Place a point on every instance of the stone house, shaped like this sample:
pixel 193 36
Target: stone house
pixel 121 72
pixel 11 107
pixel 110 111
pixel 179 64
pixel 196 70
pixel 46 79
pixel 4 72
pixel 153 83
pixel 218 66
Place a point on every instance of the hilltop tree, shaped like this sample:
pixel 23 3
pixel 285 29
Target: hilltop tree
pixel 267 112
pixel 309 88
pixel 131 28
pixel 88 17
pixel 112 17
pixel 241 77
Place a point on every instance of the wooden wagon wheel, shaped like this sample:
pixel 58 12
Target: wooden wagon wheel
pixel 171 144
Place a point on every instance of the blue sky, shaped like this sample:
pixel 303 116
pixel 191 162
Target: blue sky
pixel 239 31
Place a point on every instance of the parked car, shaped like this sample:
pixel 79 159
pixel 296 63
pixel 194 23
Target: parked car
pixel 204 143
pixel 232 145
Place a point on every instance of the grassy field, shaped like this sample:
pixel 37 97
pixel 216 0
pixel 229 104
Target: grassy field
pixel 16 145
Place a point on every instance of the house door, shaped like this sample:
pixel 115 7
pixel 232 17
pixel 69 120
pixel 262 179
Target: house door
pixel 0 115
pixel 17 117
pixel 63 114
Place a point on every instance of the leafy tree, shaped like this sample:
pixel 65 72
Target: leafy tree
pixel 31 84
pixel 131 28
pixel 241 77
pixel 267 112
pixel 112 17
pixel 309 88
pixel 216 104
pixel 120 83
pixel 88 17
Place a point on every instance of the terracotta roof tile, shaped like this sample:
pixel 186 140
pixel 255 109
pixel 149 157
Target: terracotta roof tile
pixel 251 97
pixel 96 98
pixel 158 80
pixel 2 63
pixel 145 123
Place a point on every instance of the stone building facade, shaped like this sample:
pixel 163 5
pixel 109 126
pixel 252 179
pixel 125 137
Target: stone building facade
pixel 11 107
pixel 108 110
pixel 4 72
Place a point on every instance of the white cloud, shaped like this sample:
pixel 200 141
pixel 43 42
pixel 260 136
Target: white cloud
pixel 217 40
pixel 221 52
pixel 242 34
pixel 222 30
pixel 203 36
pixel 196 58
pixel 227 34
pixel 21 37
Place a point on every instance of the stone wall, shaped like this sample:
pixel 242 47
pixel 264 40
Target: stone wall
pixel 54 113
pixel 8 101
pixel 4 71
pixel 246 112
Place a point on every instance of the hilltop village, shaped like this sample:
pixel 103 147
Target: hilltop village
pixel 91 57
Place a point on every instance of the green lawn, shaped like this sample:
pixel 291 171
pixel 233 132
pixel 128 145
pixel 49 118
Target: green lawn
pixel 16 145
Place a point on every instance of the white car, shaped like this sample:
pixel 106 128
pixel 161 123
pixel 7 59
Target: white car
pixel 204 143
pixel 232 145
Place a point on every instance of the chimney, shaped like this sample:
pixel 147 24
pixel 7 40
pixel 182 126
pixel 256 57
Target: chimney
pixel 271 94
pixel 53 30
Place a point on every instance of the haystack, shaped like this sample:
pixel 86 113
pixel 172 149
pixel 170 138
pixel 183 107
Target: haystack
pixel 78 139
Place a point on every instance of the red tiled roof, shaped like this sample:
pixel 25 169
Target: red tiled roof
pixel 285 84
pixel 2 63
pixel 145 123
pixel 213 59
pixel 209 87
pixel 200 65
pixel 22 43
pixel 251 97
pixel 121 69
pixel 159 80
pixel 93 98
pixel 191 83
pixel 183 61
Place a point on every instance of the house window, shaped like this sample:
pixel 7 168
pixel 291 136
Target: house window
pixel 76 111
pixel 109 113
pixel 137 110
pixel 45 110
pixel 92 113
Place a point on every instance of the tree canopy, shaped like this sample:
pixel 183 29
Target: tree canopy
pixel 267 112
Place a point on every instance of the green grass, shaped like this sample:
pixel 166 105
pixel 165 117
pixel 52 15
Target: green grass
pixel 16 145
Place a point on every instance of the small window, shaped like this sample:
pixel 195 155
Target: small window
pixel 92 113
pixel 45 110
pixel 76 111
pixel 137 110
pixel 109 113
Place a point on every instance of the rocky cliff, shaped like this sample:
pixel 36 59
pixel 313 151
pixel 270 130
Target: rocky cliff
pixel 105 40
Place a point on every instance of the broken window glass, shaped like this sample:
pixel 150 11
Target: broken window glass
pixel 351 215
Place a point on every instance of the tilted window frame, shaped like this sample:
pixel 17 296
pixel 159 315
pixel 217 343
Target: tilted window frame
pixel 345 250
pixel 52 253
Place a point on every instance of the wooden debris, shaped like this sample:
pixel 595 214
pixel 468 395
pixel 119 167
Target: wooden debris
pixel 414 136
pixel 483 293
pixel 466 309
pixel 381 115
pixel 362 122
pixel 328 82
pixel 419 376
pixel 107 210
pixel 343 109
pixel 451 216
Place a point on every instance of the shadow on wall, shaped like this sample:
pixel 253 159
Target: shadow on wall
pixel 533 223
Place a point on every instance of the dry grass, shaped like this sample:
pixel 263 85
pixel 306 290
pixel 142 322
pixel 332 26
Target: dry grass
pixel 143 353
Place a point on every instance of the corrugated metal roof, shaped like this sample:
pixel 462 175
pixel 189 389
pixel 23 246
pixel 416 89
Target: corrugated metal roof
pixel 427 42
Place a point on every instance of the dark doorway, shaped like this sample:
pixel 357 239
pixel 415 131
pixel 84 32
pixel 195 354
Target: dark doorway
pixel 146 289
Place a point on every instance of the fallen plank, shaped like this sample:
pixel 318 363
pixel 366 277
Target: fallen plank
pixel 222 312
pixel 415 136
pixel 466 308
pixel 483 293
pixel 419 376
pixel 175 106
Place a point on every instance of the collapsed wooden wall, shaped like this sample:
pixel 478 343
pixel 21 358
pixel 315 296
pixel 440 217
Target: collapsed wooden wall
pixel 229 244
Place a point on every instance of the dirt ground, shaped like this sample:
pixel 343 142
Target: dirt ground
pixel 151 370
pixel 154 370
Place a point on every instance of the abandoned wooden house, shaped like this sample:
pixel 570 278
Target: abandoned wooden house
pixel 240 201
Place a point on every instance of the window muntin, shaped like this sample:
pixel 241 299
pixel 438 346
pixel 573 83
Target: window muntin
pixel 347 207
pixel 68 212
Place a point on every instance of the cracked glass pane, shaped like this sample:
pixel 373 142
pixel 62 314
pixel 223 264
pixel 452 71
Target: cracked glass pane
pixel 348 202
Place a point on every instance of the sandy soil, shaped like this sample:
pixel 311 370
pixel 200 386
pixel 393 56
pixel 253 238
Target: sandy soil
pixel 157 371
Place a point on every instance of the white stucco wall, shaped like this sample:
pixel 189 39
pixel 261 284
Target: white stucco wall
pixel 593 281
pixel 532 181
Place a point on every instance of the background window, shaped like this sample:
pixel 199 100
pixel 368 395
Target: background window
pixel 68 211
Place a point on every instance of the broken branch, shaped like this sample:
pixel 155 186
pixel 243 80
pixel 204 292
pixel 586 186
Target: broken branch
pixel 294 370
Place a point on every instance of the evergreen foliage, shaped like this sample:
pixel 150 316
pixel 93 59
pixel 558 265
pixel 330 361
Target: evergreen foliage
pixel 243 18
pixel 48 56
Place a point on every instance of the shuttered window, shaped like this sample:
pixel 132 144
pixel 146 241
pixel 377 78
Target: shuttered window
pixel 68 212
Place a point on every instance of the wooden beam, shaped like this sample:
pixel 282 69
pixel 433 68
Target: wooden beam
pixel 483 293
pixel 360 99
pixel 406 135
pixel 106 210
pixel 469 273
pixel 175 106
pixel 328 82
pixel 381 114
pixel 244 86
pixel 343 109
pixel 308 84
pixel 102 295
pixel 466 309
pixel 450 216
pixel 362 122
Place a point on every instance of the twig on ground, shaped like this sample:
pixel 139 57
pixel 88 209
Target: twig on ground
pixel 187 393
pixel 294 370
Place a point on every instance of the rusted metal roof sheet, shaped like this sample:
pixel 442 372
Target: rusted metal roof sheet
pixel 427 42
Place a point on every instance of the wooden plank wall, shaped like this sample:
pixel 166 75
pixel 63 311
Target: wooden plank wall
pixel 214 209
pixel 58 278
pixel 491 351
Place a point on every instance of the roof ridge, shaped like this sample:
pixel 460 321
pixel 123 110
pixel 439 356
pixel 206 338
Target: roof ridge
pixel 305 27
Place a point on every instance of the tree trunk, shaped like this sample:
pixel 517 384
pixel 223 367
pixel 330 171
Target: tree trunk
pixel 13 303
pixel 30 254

● ● ● ● ●

=== Exercise brief ===
Your answer should consist only of the lines above between the line holding "Target: blue sky" and the line holding "Place a point on every instance of the grassy", inclusive, each transcribed exactly.

=== Task answer ===
Target: blue sky
pixel 239 31
Place a point on every instance of the parked car, shaped like this sample:
pixel 79 159
pixel 296 63
pixel 194 23
Target: parked car
pixel 204 143
pixel 232 145
Place a point on every instance of the grassy field, shaped like this sample:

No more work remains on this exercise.